[Supplied records]

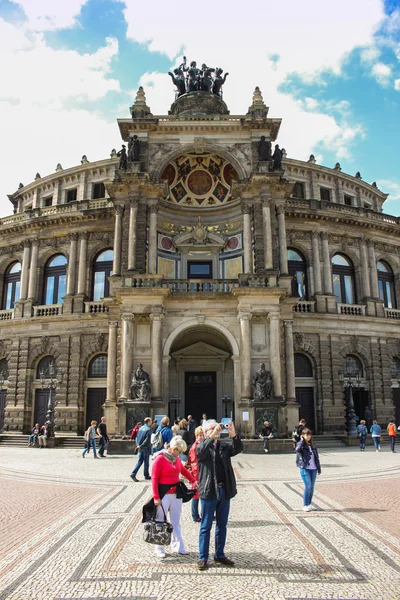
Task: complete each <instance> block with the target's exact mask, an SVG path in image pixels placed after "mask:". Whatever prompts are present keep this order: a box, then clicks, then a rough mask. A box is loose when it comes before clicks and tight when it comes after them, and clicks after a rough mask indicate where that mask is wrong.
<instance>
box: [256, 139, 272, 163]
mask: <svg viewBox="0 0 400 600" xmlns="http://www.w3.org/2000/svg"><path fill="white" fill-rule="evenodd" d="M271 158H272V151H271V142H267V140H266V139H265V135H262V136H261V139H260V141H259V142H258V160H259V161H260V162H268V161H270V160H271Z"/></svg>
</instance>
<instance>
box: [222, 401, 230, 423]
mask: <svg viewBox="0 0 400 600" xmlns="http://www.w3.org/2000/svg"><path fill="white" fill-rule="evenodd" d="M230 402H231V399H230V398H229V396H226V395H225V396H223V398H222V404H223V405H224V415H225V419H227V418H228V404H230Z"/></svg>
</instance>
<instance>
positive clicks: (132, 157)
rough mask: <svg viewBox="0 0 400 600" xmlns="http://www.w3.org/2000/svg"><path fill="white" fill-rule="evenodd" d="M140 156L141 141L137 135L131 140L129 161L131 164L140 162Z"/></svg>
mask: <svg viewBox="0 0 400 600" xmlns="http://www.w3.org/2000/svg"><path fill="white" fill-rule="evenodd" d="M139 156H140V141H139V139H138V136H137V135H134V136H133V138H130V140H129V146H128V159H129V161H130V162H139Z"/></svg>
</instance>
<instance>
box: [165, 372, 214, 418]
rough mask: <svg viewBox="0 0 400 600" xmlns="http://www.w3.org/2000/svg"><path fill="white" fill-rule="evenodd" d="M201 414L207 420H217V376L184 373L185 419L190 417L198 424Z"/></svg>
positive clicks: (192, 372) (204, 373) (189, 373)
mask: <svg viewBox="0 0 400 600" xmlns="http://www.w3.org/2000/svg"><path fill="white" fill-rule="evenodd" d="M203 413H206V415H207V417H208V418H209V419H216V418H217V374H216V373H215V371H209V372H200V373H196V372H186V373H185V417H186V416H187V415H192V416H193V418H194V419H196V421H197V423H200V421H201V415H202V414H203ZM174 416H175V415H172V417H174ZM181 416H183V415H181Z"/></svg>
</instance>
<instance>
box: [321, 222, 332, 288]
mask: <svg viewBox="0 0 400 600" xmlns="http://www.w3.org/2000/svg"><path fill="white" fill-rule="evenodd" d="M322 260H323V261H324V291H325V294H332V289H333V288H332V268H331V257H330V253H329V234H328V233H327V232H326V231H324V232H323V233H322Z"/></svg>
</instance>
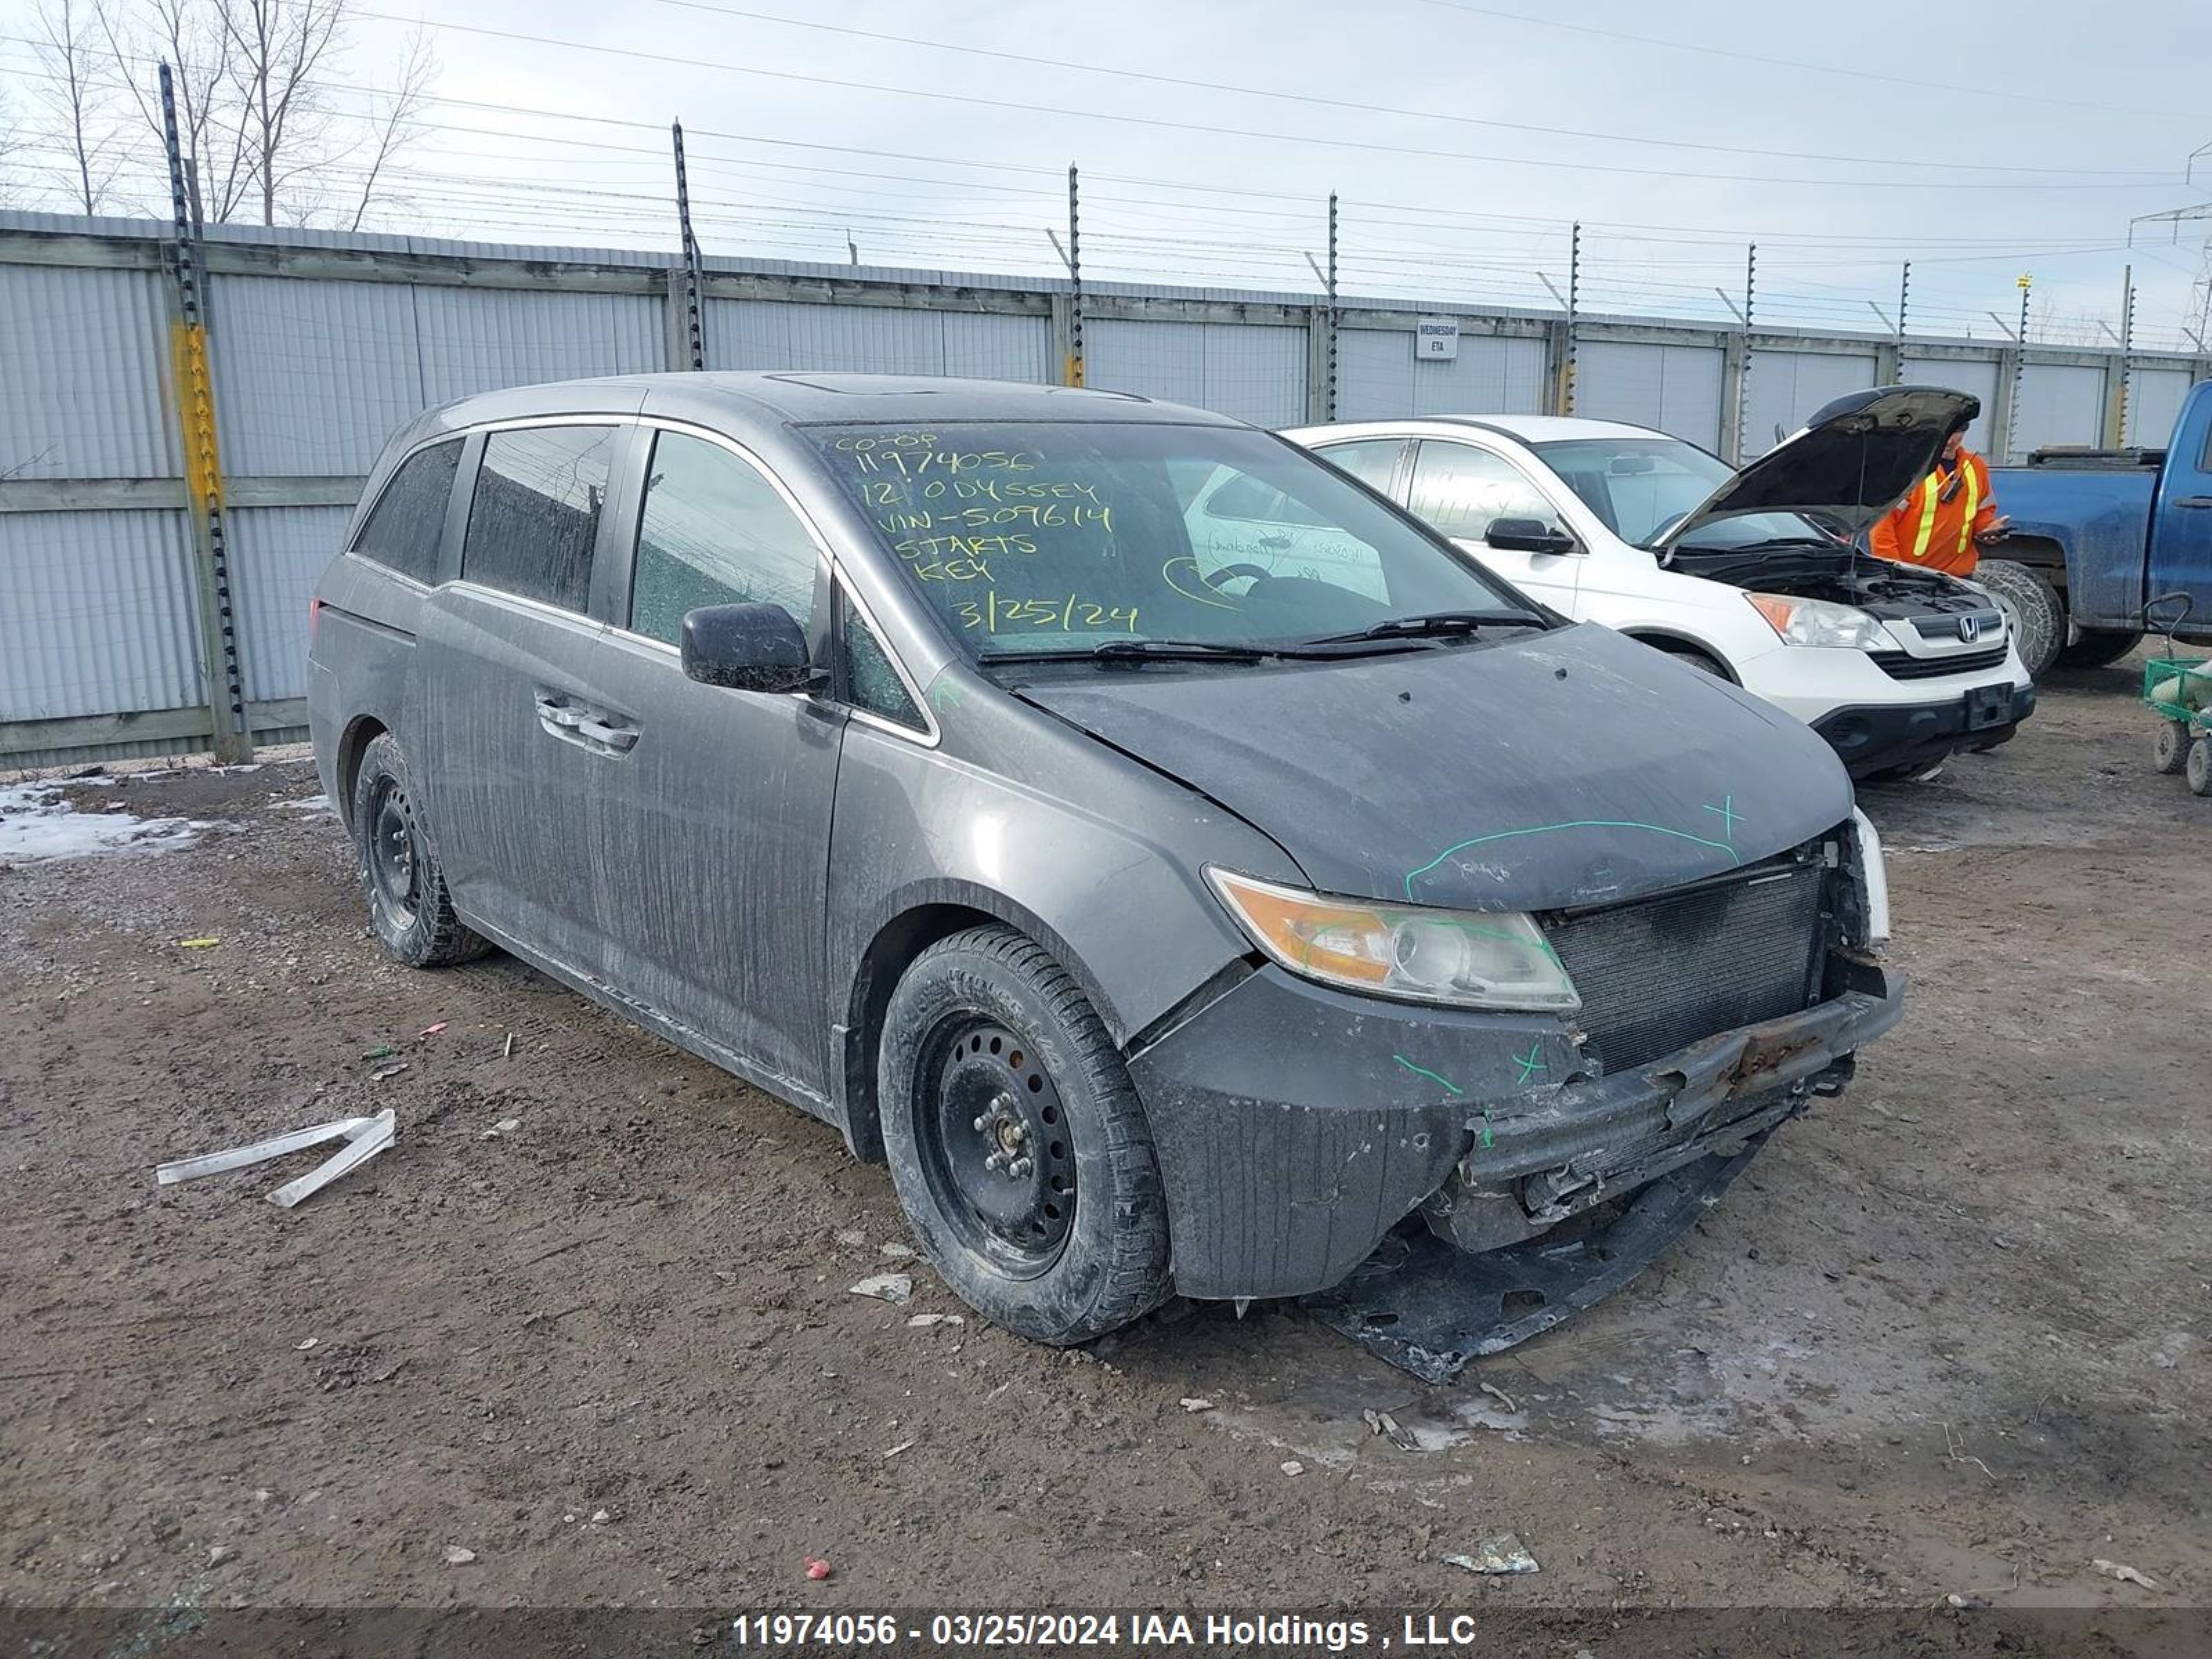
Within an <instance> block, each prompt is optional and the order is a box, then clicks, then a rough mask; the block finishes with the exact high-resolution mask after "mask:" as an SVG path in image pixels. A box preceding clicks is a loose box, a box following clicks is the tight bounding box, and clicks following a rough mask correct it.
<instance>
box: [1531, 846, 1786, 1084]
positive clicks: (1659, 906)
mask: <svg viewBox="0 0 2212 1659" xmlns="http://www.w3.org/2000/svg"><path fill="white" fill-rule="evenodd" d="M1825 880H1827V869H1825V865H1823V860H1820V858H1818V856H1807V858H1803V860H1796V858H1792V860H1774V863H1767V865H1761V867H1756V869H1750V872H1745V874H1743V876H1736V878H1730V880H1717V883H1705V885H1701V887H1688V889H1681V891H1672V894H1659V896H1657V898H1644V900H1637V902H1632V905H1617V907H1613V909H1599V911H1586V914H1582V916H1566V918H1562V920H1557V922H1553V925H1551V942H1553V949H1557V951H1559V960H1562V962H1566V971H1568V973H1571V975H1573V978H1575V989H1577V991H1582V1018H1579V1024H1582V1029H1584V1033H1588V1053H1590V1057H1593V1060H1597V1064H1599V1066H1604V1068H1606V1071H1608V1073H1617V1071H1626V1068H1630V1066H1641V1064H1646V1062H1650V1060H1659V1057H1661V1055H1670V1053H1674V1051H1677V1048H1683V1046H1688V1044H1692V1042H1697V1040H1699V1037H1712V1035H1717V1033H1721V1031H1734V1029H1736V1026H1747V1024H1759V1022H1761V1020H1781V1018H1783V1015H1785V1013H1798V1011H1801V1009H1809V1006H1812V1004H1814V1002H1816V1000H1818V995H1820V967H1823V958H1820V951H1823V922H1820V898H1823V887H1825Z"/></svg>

[/Supplied records]

Only the records themselves, retyped exactly, belong in the answer; please leave all images behind.

__Response below__.
Task: complete each <instance> block with the target's exact mask, an SVG path in image pixels placed after "mask:". Whatever prompts are present keep this order: a box, then clicks, then a rough mask. A box is loose when it comes before clicks and tight when it comes after them, and clicks after a rough mask indicate where that mask is wrong.
<instance>
box: [256, 139, 272, 163]
mask: <svg viewBox="0 0 400 600" xmlns="http://www.w3.org/2000/svg"><path fill="white" fill-rule="evenodd" d="M271 158H272V151H271V142H267V140H266V139H265V135H262V136H261V139H260V141H259V142H258V160H259V161H260V162H268V161H270V160H271Z"/></svg>
</instance>
<instance>
box: [222, 401, 230, 423]
mask: <svg viewBox="0 0 400 600" xmlns="http://www.w3.org/2000/svg"><path fill="white" fill-rule="evenodd" d="M230 402H231V399H230V398H229V396H226V395H225V396H223V398H222V404H223V405H224V415H225V419H227V418H228V404H230Z"/></svg>
</instance>
<instance>
positive clicks: (132, 157)
rough mask: <svg viewBox="0 0 400 600" xmlns="http://www.w3.org/2000/svg"><path fill="white" fill-rule="evenodd" d="M140 156L141 141L137 135L131 140L129 161L131 164L140 162Z"/></svg>
mask: <svg viewBox="0 0 400 600" xmlns="http://www.w3.org/2000/svg"><path fill="white" fill-rule="evenodd" d="M139 156H140V141H139V139H138V136H137V135H134V136H133V138H130V140H129V146H128V159H129V161H130V162H139Z"/></svg>
</instance>
<instance>
box: [165, 372, 214, 418]
rough mask: <svg viewBox="0 0 400 600" xmlns="http://www.w3.org/2000/svg"><path fill="white" fill-rule="evenodd" d="M201 414L207 420H217V376L184 373L185 419L190 417L198 424Z"/></svg>
positive clicks: (192, 372) (204, 373) (189, 373)
mask: <svg viewBox="0 0 400 600" xmlns="http://www.w3.org/2000/svg"><path fill="white" fill-rule="evenodd" d="M203 413H206V415H207V417H208V418H209V419H216V418H217V374H216V373H215V371H209V372H200V373H196V372H186V373H185V417H186V416H187V415H192V416H193V418H194V419H196V421H197V423H200V421H201V415H202V414H203ZM174 416H175V415H172V417H174ZM181 416H183V415H181Z"/></svg>
</instance>
<instance>
box: [321, 222, 332, 288]
mask: <svg viewBox="0 0 400 600" xmlns="http://www.w3.org/2000/svg"><path fill="white" fill-rule="evenodd" d="M322 260H323V261H324V291H325V294H332V289H333V288H332V268H331V257H330V253H329V234H328V233H327V232H326V231H324V232H323V233H322Z"/></svg>
</instance>
Within an <instance> block, each prompt is optional and the order is a box, then clicks, then a rough mask; the block finishes with the exact high-resolution mask after "mask:" as an SVG path in image pixels. A box preceding clicks is a loose box, a box following clicks is the tight bounding box, and clicks following a rough mask correct it.
<instance>
box: [1531, 846, 1786, 1084]
positive clicks: (1659, 906)
mask: <svg viewBox="0 0 2212 1659" xmlns="http://www.w3.org/2000/svg"><path fill="white" fill-rule="evenodd" d="M1825 880H1827V869H1825V865H1823V860H1820V858H1818V856H1807V858H1803V860H1796V858H1792V860H1774V863H1767V865H1761V867H1756V869H1750V872H1745V874H1743V876H1736V878H1730V880H1717V883H1705V885H1701V887H1688V889H1681V891H1672V894H1659V896H1657V898H1644V900H1637V902H1632V905H1617V907H1613V909H1599V911H1586V914H1582V916H1566V918H1562V920H1557V922H1553V925H1551V942H1553V949H1557V951H1559V960H1562V962H1566V971H1568V973H1571V975H1573V978H1575V989H1577V991H1582V1018H1579V1024H1582V1029H1584V1033H1588V1053H1590V1057H1593V1060H1597V1064H1599V1066H1604V1068H1606V1071H1608V1073H1617V1071H1626V1068H1630V1066H1641V1064H1646V1062H1650V1060H1659V1057H1661V1055H1670V1053H1674V1051H1677V1048H1683V1046H1688V1044H1692V1042H1697V1040H1699V1037H1712V1035H1717V1033H1721V1031H1734V1029H1736V1026H1747V1024H1759V1022H1761V1020H1781V1018H1783V1015H1785V1013H1798V1011H1801V1009H1809V1006H1812V1004H1814V1002H1816V1000H1818V995H1820V967H1823V958H1820V951H1823V922H1820V898H1823V887H1825Z"/></svg>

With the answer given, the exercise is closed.